Stated task: Please retype the material below from the line with "# test: pointer emits one marker per instance of the rocky" up to and including the line with "x=237 y=370", keeping every character as it appears.

Data section:

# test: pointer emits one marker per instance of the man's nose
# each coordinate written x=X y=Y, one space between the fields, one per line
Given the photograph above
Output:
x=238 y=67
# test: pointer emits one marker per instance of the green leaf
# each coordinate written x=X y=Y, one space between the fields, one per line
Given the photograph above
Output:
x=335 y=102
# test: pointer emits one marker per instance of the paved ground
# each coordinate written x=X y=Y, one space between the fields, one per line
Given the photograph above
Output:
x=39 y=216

---

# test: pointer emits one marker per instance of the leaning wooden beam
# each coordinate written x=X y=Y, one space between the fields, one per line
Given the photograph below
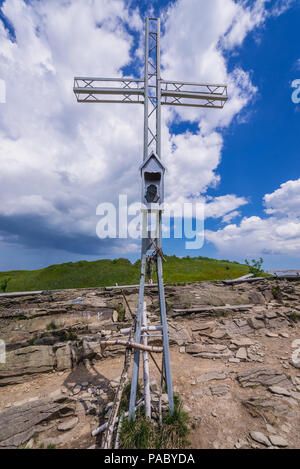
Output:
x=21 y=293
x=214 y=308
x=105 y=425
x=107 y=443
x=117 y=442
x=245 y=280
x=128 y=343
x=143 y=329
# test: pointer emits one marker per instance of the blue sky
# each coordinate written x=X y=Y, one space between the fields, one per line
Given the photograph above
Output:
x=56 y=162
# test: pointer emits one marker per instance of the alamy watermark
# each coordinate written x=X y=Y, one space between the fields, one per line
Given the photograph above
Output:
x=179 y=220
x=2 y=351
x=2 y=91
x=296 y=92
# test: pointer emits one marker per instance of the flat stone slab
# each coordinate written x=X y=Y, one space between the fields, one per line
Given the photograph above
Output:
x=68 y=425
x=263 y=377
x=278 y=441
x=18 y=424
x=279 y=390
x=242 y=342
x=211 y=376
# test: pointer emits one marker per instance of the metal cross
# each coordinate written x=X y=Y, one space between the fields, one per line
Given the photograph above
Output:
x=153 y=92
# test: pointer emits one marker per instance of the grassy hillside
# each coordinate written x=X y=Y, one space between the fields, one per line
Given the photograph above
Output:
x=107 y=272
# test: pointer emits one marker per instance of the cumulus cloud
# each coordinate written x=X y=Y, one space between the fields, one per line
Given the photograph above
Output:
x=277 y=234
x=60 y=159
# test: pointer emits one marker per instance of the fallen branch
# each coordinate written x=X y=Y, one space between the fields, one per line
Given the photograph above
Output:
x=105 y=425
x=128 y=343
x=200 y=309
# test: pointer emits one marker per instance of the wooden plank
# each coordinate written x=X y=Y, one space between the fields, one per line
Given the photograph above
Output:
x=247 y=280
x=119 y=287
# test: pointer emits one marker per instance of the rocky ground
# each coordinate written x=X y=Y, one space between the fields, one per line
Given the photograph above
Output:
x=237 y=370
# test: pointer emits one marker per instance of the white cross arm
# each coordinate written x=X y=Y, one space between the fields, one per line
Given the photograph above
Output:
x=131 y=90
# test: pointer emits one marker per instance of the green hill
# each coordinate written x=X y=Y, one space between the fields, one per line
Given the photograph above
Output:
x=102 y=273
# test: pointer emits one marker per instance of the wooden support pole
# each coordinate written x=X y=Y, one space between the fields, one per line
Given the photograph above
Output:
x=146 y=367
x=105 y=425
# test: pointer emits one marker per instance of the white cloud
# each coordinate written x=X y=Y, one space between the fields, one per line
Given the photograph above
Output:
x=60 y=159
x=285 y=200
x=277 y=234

Exercise result:
# test: pointer emits one marker per instance of the rocky ground
# each coordinate written x=X y=Y, one space between the fields, one per line
Given the photograph above
Output:
x=237 y=370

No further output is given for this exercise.